-- begin Dataset rows --
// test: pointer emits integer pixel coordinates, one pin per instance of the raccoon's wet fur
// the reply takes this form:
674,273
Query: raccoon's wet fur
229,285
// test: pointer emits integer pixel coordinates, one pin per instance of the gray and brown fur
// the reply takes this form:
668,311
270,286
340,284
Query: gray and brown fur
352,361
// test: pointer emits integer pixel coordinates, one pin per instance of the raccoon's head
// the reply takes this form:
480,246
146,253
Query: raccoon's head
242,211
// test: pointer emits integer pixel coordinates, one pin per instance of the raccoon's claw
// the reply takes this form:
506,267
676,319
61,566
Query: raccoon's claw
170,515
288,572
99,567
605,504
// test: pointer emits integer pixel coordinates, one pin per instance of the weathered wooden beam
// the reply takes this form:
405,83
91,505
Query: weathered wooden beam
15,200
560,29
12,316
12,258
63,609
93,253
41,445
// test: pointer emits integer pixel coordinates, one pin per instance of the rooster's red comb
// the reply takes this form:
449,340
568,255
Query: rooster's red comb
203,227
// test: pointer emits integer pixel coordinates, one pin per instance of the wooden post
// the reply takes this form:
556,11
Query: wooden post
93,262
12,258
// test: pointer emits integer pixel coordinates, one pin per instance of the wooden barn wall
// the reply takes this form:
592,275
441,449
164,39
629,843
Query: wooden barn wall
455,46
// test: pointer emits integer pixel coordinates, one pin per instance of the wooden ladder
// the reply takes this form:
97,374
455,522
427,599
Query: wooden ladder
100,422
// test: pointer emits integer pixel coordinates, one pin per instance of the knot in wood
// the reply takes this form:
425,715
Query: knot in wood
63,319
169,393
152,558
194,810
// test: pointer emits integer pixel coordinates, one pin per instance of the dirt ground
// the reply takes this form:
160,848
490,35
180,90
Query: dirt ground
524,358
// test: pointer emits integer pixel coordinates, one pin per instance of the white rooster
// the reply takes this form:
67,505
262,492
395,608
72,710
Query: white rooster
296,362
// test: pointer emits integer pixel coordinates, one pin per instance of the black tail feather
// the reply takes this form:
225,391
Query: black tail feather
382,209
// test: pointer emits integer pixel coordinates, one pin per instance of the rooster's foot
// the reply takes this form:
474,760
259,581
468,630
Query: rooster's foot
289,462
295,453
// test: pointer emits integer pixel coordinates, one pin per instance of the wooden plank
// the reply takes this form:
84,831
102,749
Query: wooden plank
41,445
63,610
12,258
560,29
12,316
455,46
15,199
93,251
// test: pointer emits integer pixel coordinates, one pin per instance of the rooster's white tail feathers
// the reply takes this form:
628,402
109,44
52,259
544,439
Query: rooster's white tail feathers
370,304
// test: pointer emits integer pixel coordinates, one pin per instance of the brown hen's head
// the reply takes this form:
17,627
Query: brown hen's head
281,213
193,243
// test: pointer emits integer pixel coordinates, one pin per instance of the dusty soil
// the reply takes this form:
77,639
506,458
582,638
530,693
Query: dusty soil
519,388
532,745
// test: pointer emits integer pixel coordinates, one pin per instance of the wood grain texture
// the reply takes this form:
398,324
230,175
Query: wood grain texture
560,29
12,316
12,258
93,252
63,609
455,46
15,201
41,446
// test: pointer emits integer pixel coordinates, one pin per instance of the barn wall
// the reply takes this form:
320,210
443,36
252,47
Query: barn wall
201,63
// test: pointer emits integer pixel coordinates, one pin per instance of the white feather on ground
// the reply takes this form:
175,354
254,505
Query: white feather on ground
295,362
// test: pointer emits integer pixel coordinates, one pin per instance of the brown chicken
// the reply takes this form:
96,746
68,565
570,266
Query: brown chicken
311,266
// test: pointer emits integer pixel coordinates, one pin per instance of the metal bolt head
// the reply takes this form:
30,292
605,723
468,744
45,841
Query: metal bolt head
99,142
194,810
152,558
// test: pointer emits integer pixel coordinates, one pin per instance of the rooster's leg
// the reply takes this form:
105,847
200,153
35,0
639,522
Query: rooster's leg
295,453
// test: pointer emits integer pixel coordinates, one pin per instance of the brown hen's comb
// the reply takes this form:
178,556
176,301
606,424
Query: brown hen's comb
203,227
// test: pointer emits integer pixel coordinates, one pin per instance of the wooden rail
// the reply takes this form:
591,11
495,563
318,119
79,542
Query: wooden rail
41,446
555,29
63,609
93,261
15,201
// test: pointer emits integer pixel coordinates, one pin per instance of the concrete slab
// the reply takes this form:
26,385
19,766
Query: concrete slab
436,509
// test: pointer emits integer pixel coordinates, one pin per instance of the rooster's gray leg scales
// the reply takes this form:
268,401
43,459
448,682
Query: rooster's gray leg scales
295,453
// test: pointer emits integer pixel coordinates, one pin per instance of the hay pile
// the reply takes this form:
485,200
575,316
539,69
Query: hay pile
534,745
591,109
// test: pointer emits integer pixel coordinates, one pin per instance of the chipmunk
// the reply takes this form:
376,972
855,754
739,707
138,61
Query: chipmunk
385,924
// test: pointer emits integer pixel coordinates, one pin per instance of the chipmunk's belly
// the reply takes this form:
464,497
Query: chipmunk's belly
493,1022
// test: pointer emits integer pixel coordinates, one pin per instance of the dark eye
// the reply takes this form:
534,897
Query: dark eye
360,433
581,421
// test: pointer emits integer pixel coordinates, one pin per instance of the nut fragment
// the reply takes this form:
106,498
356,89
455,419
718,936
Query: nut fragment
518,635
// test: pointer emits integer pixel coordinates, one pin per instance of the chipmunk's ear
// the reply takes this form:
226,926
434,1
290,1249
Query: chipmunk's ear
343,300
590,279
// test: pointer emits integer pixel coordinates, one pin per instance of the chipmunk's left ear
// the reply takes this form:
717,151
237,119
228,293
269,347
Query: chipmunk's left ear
-- end Dataset rows --
_Task to complete_. Return all of the data exactly as it reads.

_Answer_.
// test: pointer emits integer pixel coordinates, one pin per instance of the raccoon's wet fur
// the reply takes this form:
674,273
Query: raccoon's wet fur
229,285
// test: pointer emits integer pixel coordinates, one pin per instance of the gray and brown fur
// the reply takes this form:
668,311
270,286
340,284
Query: gray and brown fur
352,361
// test: pointer emits integer pixel coordinates, one pin per instance of the raccoon's head
// the reply takes this form:
480,246
146,253
Query: raccoon's head
242,211
// test: pointer emits integer pixel coordinates, one pin per instance of the raccoon's claw
// the reply takes this form:
506,267
676,319
61,566
Query: raccoon's claw
170,515
288,572
99,567
605,504
// test: pointer emits integer pixel coordinates, one pin per instance of the weathered wooden beam
// the reply takes this form:
405,83
91,505
Query: weathered wooden beam
15,200
560,29
12,316
12,258
63,609
93,253
41,445
// test: pointer emits integer pixel coordinates, one pin per instance of the rooster's red comb
// the reply takes this form:
449,340
568,255
Query: rooster's red comb
203,227
// test: pointer emits integer pixel coordinates, one pin per instance of the wooden post
// the reply takes this form:
556,11
Query: wooden post
93,262
12,258
// test: pointer emits integer pixel coordinates, one pin per instance of the wooden barn wall
// the reply takes this form:
592,275
441,449
164,39
629,843
Query: wooden barn wall
455,46
// test: pointer emits integer pixel coordinates, one pin per instance of the wooden ladder
// the reply takes this form:
97,374
455,522
427,599
Query: wooden ladder
100,422
// test: pointer emits integer pixel coordinates, one pin per instance of the knot in wood
// the reply takes this form:
425,715
Query: knot in wood
63,319
169,393
152,558
194,810
// test: pointer emits integer pixel coordinates, one pin per instance of the dirt ground
// the reply takes this form:
160,848
490,35
180,90
Query: dirt ground
524,358
// test: pointer emits integer pixel coordinates, one pin per instance of the white rooster
// the reply takes this form:
67,505
262,492
395,608
72,710
Query: white rooster
296,362
// test: pointer emits integer pixel coordinates, one pin per instance of the black tail feather
// the reply takes this form:
225,391
Query: black tail feather
382,209
// test: pointer emits integer pixel coordinates, one pin per instance of the rooster's foot
// the reply takes this form:
474,760
259,581
468,630
Query: rooster's foot
289,462
295,453
// test: pointer emits integer pixel coordinates, one pin per instance of the wooden plank
// the reply takes this form:
84,831
102,749
Query: wooden plank
41,445
63,610
12,258
560,29
12,316
455,46
15,199
93,251
// test: pointer emits integer pixel coordinates, one pin per instance of the rooster's white tail feathers
// the reply takes this form:
628,402
109,44
52,259
544,439
Query: rooster's white tail feathers
370,304
// test: pointer emits integer pixel coordinates, one pin per instance of the brown hen's head
// the reply takes this form:
17,627
Query: brown hen's head
281,213
193,243
// test: pointer emits integer pixel coordinates, one pin per instance of the dusty soil
// the reply takes this form:
77,639
506,458
582,638
530,693
Query: dusty soil
519,388
532,745
// test: pointer emits integer pixel coordinates, one pin per instance of the wood grain texture
// the reply takes this form:
398,324
230,175
Query: wood grain texture
560,29
12,316
12,258
93,252
63,609
455,46
15,201
41,446
// test: pointer emits integer pixel coordinates, one pin per instance of the barn wall
// the reply takes this form:
320,210
443,36
252,47
Query: barn wall
201,63
// test: pointer emits integer pixel coordinates, one pin per instance of the white feather on ground
// the reply takes this form:
175,354
254,505
Query: white feather on ground
295,362
// test: pointer emits integer pixel coordinates, one pin per instance of the brown chicken
// the reply takes this form:
96,746
68,565
570,266
Query: brown chicken
311,266
// test: pointer emits integer pixel coordinates, one pin per instance of the metal bolt head
// the reply takes this form:
30,292
605,723
468,744
45,841
Query: metal bolt head
99,142
194,810
152,558
// test: pointer emits integer pixel coordinates, one pin per instance of the rooster's leg
// the reply takes this form:
105,847
200,153
35,0
639,522
Query: rooster's leg
295,453
// test: pointer emits integer pixel coordinates, one pin per instance of the brown hen's comb
// the reply takes this form:
178,556
176,301
606,424
Query: brown hen's comb
203,227
// test: pointer emits integer pixel coordinates, one pin per instance of the wooden rail
// the reply takes this form:
591,11
495,563
318,119
79,542
Query: wooden rail
41,446
555,29
63,609
93,261
15,201
// test: pointer emits integer pixel coordinates, one pin per instance of the concrete slab
// the reply takes this form:
26,385
19,766
Query: concrete slab
436,509
// test: pointer emits integer pixel coordinates, one pin per instance of the rooster's gray leg scales
// the reply takes this form:
268,401
43,459
448,682
Query: rooster's gray leg scales
295,453
// test: pointer emits integer pixel coordinates, one pin per instance of the hay pile
// the reply takes this form:
485,200
575,316
539,69
Query: hay pile
534,745
591,109
// test: pointer emits integer pixel coordinates, one pin per instance of the chipmunk
// the reply takes this form:
376,972
855,754
739,707
138,61
Query: chipmunk
385,924
// test: pointer emits integer pixel coordinates, one pin per instance of the chipmunk's belly
// the reply takes this form:
464,497
Query: chipmunk's belly
493,1022
// test: pointer emits integer pixel coordinates, one pin per instance of the dark eye
// the reply takes this form:
534,897
Query: dark eye
360,433
581,421
// test: pointer emits integer pixel coordinates, one pin per instance of the nut fragment
// the reply takes this form:
106,498
356,89
455,419
718,936
Query: nut fragment
518,635
// test: pointer emits integer pixel coordinates, one pin per instance of the chipmunk's ear
// the reply takes this form:
226,926
434,1
290,1249
Query: chipmunk's ear
343,300
590,279
// test: pointer emits integer pixel coordinates, one pin per instance of the chipmunk's left ear
// the reply takes this form:
717,151
237,119
228,293
269,347
Query: chipmunk's left ear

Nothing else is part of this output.